::: SELECTED EXTRACT :::
Book Synopsis:
Minnie Price married late in life. Now she is widowed. And starving.
No one suspects this respectable church-goer can barely keep body and soul together. Why would they, while she resides in the magnificent home she shared with Peter?
Her friends and neighbours are oblivious to her plight and her adult step-children have their own reasons to make things worse rather than better. But she is thrown a lifeline when an associate of her late husband arrives with news of an investment about which her step-children know nothing.
Can she release the funds before she finds herself homeless and destitute?
Fans of ‘The Hoarder’s Widow’ will enjoy this sequel, but it reads equally well as a standalone.
The Widow’s Mite is available in ebook and paperback now. You can purchase your copy using the link below.
Guest Post:
Article for Over The Rainbow Book Blog
Personally, I love a book written in multiple time frames. I have recently discovered Sarah Maine who uses this narrative technique very well. Her books flip between the past and the present, each chapter ending on a sort of cliff-hanger before the reader is whisked off to another time. Lots of others exist. Barbara Erskine’s Lady of Hay is a brilliant example. Daphne du Maurier’s The House on the Strand is another. But these deal with time frames which are centuries distant from each other and involve time travel in some form or another.
:::
WHAT IS NEEDED
In the book synopsis above, in what formats is The Widow's Mite available?
::: DATASET ROWS :::
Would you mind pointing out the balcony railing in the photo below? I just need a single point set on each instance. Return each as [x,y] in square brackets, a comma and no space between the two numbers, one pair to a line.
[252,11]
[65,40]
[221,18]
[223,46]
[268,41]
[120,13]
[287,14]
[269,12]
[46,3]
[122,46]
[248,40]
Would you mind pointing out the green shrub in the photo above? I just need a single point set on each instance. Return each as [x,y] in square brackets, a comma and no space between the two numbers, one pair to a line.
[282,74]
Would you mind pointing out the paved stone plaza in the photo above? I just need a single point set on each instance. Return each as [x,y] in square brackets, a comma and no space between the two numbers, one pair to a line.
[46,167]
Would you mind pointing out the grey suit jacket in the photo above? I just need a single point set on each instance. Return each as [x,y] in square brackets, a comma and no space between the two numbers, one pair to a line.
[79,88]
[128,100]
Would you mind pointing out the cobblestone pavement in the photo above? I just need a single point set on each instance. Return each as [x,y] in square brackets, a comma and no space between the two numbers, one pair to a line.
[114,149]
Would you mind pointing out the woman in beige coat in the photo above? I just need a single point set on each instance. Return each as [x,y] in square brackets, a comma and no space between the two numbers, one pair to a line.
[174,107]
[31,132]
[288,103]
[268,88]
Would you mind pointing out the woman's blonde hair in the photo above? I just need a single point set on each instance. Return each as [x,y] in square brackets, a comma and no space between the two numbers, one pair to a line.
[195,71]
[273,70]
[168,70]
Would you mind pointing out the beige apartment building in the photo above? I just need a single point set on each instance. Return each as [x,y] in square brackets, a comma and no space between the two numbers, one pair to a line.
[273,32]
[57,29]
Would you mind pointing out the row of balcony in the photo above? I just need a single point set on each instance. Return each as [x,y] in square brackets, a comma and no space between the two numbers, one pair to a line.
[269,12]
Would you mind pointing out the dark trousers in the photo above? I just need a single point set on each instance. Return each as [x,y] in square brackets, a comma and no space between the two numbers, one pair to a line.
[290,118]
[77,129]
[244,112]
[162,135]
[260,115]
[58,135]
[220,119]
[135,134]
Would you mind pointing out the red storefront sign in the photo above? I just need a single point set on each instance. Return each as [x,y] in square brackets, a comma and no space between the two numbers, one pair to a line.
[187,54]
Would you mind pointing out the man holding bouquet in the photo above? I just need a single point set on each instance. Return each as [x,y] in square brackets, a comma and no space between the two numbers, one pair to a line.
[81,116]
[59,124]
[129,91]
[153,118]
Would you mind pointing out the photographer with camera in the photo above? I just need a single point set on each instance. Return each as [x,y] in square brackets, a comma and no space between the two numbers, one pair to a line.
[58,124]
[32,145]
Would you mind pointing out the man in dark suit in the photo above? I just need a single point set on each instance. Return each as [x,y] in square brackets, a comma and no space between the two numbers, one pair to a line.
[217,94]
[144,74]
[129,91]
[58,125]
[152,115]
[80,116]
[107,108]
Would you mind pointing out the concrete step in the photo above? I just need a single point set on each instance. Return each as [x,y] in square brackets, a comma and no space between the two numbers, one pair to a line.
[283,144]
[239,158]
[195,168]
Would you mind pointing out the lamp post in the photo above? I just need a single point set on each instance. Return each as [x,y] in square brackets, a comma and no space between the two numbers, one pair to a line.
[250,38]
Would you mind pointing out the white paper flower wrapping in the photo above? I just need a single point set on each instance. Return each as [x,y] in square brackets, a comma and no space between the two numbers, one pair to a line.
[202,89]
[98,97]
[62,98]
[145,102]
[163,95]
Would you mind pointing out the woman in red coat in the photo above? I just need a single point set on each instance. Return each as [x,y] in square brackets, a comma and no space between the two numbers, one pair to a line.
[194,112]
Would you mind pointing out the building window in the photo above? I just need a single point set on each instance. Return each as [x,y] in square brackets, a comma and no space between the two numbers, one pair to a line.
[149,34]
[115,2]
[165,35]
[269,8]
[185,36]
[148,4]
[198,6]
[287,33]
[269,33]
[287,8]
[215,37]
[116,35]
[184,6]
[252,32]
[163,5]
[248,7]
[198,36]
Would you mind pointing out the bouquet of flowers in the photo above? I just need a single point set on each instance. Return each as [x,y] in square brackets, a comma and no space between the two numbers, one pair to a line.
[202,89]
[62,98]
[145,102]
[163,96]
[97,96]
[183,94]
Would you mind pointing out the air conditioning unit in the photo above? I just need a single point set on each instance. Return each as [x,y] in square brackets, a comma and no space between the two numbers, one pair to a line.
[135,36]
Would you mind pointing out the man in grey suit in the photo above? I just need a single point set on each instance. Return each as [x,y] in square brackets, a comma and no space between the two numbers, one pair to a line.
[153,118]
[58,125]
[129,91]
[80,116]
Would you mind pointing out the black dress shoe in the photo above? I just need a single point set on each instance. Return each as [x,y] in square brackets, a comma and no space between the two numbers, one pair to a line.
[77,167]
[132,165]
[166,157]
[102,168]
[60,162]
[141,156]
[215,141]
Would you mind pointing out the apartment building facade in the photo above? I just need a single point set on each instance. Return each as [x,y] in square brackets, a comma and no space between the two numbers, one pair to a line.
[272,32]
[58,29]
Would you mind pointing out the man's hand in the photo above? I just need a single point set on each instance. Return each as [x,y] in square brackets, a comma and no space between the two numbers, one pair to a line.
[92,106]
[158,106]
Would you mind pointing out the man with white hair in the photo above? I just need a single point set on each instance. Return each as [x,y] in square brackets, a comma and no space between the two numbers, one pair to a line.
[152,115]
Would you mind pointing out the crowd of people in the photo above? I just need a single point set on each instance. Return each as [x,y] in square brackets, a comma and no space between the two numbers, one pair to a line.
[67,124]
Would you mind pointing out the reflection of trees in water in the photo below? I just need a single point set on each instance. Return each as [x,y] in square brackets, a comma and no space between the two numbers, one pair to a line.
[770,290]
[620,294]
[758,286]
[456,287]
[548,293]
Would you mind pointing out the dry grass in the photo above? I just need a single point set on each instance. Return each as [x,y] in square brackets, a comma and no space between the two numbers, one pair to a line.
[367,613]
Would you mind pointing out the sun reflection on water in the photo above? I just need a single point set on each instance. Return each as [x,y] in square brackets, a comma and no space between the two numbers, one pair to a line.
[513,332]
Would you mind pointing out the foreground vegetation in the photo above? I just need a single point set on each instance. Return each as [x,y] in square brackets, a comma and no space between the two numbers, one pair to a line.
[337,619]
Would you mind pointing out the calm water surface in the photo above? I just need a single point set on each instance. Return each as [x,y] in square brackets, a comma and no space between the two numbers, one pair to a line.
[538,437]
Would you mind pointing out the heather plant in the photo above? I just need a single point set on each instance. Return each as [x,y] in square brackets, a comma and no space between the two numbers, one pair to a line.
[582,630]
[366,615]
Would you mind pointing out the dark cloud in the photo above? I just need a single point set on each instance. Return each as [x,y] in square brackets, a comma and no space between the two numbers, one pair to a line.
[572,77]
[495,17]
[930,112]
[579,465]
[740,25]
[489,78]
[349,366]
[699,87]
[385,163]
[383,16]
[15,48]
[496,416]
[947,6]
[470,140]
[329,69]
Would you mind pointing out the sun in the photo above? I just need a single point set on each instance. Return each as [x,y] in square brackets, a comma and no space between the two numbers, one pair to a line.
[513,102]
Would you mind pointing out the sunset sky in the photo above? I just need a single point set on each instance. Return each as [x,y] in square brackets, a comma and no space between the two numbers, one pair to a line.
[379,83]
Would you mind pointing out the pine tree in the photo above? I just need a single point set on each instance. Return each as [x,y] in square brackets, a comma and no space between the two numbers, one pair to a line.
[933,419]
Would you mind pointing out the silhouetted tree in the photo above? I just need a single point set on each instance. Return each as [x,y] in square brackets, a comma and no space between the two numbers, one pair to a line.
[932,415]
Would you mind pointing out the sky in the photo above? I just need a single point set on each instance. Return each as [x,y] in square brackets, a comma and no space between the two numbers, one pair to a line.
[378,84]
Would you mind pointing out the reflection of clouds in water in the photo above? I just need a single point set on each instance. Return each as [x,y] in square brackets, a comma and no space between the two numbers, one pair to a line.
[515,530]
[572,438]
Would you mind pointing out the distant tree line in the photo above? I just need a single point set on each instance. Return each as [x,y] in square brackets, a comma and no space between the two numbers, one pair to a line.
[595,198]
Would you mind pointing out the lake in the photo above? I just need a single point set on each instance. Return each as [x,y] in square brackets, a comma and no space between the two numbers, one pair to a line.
:::
SOLVED EXERCISE
Ebook and paperback.